### DIRECTIONS
Please report every line below that contains the string "sneaker", matching case exactly.

--- START EXTRACTED MATERIAL ---

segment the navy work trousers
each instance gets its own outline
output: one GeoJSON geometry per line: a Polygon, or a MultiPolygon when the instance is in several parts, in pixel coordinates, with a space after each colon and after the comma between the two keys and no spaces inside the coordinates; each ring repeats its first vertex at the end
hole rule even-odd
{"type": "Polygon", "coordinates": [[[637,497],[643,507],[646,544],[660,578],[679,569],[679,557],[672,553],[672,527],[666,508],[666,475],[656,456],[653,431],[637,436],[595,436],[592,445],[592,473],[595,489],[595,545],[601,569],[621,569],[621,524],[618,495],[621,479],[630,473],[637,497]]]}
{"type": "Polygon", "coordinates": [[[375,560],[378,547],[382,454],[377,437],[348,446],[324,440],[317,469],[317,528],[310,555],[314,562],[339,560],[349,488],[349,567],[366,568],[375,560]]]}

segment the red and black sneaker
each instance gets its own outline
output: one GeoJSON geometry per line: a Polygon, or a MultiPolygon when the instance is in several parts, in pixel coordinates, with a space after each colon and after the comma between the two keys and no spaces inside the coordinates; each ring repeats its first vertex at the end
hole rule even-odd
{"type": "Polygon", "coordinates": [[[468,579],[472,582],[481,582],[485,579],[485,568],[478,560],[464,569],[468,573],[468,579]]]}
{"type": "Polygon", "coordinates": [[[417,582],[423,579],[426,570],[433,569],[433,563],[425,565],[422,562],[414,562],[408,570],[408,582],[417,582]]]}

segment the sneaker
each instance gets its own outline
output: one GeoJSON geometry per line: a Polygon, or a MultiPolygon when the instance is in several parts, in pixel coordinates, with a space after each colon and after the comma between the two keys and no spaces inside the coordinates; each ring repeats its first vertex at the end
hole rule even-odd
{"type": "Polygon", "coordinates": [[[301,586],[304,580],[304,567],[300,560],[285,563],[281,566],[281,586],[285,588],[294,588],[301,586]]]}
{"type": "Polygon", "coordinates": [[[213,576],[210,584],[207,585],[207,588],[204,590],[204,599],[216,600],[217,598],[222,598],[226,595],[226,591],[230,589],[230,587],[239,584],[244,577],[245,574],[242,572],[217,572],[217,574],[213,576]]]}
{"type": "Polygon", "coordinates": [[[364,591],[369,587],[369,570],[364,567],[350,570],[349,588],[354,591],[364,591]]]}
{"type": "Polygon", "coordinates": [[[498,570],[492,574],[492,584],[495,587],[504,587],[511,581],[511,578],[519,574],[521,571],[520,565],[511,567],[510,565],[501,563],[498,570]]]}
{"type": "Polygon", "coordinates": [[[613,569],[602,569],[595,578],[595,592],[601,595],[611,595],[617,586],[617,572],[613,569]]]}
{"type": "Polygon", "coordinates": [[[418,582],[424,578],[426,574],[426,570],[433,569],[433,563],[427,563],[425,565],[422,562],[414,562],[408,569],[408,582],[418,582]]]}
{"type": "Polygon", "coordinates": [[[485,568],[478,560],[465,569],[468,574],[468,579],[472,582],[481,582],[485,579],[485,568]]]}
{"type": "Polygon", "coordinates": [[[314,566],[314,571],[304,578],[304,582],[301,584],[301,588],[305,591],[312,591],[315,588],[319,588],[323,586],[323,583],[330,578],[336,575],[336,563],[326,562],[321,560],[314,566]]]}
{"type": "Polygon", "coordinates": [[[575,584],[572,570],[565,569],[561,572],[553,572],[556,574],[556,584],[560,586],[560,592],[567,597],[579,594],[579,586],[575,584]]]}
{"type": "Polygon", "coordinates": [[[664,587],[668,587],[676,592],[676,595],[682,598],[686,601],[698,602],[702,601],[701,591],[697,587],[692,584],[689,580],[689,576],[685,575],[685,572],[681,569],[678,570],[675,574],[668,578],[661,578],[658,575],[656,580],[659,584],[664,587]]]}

--- END EXTRACTED MATERIAL ---

### EXERCISE RESULT
segment the red and black sneaker
segment the sneaker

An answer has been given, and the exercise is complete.